• Exercise
Reproduce, with no changes, the line that contains "Target: dark gabled roof" and all the lines that come after it in the records.

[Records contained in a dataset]
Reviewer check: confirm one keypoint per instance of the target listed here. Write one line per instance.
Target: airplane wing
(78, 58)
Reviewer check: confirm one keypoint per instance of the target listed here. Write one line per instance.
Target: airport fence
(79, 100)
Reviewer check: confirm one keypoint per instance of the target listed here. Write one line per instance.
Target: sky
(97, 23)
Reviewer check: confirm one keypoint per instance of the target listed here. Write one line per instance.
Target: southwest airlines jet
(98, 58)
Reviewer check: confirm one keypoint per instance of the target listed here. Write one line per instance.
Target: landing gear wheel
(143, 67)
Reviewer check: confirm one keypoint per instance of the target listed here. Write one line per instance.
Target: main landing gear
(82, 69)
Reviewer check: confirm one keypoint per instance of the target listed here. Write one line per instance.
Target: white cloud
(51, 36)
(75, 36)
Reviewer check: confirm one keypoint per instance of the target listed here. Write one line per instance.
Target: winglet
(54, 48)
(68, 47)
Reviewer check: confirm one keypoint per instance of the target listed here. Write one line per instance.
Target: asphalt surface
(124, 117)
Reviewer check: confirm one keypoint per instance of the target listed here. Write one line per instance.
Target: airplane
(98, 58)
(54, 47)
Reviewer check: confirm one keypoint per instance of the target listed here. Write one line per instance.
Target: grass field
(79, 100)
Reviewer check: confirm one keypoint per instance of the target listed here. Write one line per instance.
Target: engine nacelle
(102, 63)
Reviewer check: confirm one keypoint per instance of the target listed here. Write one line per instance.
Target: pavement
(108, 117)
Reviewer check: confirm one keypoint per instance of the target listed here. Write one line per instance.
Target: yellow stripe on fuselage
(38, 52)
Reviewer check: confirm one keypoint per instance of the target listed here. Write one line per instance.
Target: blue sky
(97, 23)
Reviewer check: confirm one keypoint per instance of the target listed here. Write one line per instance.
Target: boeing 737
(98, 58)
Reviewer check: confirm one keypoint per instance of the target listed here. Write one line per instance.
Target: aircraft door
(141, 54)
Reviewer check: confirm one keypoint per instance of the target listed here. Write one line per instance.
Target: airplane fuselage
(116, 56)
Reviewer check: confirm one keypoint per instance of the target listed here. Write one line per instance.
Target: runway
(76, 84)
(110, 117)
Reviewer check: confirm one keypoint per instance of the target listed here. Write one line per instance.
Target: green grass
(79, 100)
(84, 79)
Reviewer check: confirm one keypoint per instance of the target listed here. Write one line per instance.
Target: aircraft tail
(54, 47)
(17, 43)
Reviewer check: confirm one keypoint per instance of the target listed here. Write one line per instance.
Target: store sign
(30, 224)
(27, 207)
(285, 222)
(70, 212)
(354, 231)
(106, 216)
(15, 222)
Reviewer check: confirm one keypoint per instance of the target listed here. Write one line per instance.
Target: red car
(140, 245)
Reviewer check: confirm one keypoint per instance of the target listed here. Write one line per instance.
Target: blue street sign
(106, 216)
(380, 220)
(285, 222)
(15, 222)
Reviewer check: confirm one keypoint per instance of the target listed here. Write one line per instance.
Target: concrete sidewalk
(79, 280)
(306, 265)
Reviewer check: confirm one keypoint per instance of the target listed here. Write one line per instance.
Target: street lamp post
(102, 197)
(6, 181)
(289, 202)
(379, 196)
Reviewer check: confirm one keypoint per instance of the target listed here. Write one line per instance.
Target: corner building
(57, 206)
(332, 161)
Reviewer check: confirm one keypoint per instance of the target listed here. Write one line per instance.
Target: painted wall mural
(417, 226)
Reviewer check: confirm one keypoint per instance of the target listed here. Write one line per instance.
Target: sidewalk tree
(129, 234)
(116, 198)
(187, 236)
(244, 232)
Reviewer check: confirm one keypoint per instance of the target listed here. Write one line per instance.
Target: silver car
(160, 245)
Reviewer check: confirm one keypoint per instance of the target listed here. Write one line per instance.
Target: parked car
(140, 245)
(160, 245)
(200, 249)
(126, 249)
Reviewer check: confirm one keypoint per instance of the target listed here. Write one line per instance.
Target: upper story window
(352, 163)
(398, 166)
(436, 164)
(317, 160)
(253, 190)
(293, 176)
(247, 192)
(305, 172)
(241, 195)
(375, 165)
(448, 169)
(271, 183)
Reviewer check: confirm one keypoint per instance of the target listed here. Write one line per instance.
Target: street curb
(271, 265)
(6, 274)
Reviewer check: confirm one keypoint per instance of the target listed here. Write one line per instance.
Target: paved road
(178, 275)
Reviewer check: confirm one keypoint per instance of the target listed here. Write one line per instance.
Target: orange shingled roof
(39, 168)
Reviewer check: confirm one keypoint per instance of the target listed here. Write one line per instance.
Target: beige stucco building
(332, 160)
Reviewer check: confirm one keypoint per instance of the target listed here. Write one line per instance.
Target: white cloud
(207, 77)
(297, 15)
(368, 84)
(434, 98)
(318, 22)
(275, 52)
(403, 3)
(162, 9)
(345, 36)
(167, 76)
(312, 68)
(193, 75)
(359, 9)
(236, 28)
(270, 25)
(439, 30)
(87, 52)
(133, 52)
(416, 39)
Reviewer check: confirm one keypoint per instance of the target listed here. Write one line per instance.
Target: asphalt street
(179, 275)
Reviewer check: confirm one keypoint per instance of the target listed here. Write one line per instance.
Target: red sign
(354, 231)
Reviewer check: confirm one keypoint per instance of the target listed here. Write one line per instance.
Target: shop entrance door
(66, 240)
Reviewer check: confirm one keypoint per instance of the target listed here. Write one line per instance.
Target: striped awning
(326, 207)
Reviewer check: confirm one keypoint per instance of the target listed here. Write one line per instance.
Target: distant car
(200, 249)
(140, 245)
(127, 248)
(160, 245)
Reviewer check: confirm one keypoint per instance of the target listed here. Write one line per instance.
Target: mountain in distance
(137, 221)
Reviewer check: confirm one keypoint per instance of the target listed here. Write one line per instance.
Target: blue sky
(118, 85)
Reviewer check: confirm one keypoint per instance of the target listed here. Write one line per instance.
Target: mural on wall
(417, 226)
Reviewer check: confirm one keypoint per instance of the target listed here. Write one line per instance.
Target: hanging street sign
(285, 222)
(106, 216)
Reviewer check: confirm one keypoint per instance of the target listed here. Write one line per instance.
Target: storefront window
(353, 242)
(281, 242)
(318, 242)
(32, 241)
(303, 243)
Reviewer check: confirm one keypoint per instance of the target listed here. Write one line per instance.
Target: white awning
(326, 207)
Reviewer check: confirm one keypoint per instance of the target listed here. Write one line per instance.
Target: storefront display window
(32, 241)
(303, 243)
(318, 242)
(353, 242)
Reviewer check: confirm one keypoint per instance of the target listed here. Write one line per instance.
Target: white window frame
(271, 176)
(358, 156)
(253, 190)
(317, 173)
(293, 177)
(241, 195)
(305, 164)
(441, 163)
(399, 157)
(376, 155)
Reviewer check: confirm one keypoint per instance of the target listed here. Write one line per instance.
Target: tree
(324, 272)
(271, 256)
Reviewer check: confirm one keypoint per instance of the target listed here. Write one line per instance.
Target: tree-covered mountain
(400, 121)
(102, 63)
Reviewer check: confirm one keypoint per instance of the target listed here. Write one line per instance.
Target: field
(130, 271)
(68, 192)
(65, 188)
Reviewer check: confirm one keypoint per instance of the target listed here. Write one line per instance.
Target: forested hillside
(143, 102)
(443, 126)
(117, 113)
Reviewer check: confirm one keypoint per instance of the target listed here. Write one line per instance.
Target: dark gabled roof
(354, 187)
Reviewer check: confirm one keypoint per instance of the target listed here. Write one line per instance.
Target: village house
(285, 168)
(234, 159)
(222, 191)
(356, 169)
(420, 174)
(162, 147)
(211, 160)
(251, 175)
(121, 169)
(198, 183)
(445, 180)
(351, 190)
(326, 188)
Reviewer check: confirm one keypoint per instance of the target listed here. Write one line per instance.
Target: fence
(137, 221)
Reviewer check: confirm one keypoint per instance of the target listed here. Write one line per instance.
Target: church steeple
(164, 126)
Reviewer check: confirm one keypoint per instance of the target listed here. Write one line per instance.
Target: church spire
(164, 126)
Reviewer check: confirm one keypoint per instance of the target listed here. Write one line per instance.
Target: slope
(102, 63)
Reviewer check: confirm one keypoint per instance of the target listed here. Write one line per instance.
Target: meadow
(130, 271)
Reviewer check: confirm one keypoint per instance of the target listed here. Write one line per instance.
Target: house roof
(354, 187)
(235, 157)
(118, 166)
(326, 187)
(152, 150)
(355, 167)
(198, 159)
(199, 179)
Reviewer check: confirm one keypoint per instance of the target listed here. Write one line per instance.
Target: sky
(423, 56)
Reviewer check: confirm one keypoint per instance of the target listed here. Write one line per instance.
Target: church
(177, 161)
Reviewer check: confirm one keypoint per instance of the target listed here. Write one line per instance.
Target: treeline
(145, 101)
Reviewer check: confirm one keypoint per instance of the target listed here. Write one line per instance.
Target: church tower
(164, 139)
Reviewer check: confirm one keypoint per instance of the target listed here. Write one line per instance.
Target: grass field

• Solution
Target: dark gabled roof
(354, 187)
Reviewer check: confirm one keypoint per instance of the target listed here. Write one line per instance.
Target: village house
(285, 168)
(234, 159)
(222, 191)
(356, 169)
(420, 174)
(162, 147)
(211, 160)
(251, 175)
(121, 169)
(198, 183)
(445, 180)
(351, 190)
(326, 188)
Reviewer check: confirm one keypoint per instance of the target listed here. Write one line per instance.
Target: fence
(137, 221)
Reviewer check: confirm one keypoint per instance of the target listed here. Write one line per instance.
Target: church steeple
(164, 126)
Reviewer check: confirm one keypoint per instance of the target listed here. Write one line per instance.
Target: church spire
(164, 126)
Reviewer check: confirm one keypoint per instance of the target listed here. Write one line per instance.
Target: slope
(102, 63)
Reviewer check: confirm one keypoint per instance of the target listed here. Write one line per instance.
Target: meadow
(130, 271)
Reviewer check: confirm one keypoint per instance of the target listed here. Write one line per instance.
Target: house roof
(354, 187)
(235, 157)
(118, 166)
(326, 187)
(152, 150)
(355, 167)
(198, 159)
(199, 179)
Reviewer check: confirm one keypoint per instance of the target listed here. Write one line per instance.
Target: sky
(423, 56)
Reviewer check: confirm one keypoint per instance of the target listed here. Write one line per instance.
Target: church
(177, 161)
Reviewer check: confirm one keypoint per instance of the target listed here. Write one line per instance.
Target: treeline
(145, 101)
Reviewer check: confirm one keypoint per instance of the target listed here. Write one line per instance.
Target: church tower
(164, 139)
Reviewer check: confirm one keypoint per instance of the target listed here. Write one line per instance.
Target: grass field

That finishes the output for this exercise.